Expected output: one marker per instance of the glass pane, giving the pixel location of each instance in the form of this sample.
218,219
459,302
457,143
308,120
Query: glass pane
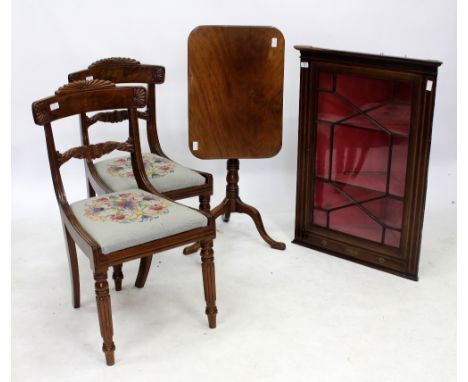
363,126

━━━

_Task_
Each line of the data is to be duplicated exactly; pictures stay out of the copy.

_Result for this task_
Expected output: one marker per instance of the glass pane, giving the pixel location of each instance in the form of this sample.
218,219
459,302
457,143
308,120
Query: glass pane
363,126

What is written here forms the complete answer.